:: Stated goal ::
Carry on the news roundup about Minnesota regulators approving the Line 3 pipeline, picking up right after its last sentence.

Nonprofit, nonpartisan journalism. Supported by readers.


After regulatory redo, Minnesota regulators again approve Line 3 pipeline

Plus: community land trusts offer different path to homeownership; second Twin Cities to Chicago train a real possibility; Minneapolis shuts down mushroom growing business over zoning, fire-code violations; and more.

Final Line 3 Replacement Project route
Final Line 3 Replacement Project route

Well that was anti-climactic. MPR’s Dan Kraker reports: “Months after a court decision threw its future into question, the Line 3 pipeline replacement project is moving closer to regaining the permits it needs to begin construction. … The Minnesota Public Utilities Commission voted 3 to 1 Monday on three key approvals for the project: a revised environmental review, a certificate of need and a route permit.

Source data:
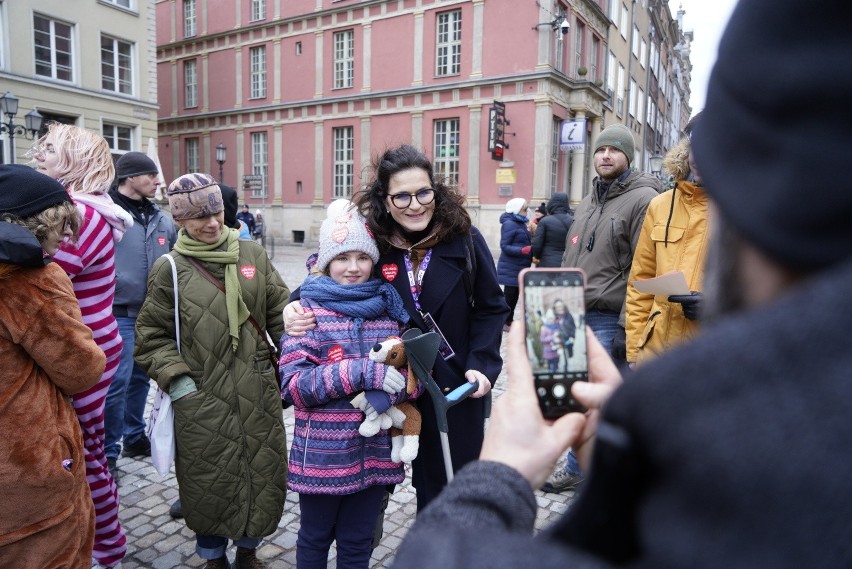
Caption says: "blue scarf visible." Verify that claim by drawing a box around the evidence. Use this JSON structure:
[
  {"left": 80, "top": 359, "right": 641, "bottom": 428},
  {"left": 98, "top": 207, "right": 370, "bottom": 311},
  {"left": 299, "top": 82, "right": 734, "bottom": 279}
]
[{"left": 300, "top": 276, "right": 409, "bottom": 332}]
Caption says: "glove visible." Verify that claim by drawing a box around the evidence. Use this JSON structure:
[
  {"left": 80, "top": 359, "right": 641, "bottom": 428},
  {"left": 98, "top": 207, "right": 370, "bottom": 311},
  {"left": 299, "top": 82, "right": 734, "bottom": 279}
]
[
  {"left": 610, "top": 326, "right": 627, "bottom": 362},
  {"left": 669, "top": 292, "right": 704, "bottom": 320},
  {"left": 382, "top": 366, "right": 406, "bottom": 395}
]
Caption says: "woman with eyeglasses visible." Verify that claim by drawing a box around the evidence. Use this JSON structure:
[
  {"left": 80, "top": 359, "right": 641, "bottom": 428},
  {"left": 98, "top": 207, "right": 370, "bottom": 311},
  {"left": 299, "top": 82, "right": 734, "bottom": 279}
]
[
  {"left": 29, "top": 123, "right": 133, "bottom": 567},
  {"left": 285, "top": 145, "right": 509, "bottom": 510}
]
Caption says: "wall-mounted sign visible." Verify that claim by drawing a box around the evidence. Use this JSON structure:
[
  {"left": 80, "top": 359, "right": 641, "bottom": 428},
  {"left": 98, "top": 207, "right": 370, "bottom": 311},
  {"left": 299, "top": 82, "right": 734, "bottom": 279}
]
[{"left": 559, "top": 119, "right": 586, "bottom": 152}]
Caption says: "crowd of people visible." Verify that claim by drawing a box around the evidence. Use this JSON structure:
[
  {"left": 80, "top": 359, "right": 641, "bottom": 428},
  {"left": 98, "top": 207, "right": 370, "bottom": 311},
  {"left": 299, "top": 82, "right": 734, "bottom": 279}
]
[{"left": 0, "top": 0, "right": 852, "bottom": 569}]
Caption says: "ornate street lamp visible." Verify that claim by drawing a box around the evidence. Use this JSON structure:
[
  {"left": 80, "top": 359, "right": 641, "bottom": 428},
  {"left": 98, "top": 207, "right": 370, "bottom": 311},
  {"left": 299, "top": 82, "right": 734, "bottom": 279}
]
[
  {"left": 0, "top": 91, "right": 42, "bottom": 164},
  {"left": 216, "top": 142, "right": 228, "bottom": 184}
]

:: Expected answer ::
Part of the housing affordability picture. Also at MPR, Martin Moylan reports: “Most people who own a home also own the land under it. But that’s not the case with an ownership model that has put hundreds of low-income Minnesotans into homes — and could provide a path to homeownership for thousands more. … Nonprofit community land trusts offer an untraditional model for homeownership, one in which a trust owns the land and homeowners own the home. The arrangement provides a substantial subsidy that sticks with the property from owner to owner, typically keeping the selling price of a home tens of thousands of dollars below what it would fetch on the open market.”

Train … not in vain? The Winona Daily News’ Josh De Larosa reports: “A second passenger train traveling to and from Saint Paul to Chicago, with stops in Winona and La Crosse, is very nearly a likelihood, but there are still many pieces that need to fall into place. … Minnesota Gov. Tim Walz announced Jan. 10 that $10 million in funding for the Twin Cities-Milwaukee-Chicago Second Train project is included in his 2020 bonding proposal.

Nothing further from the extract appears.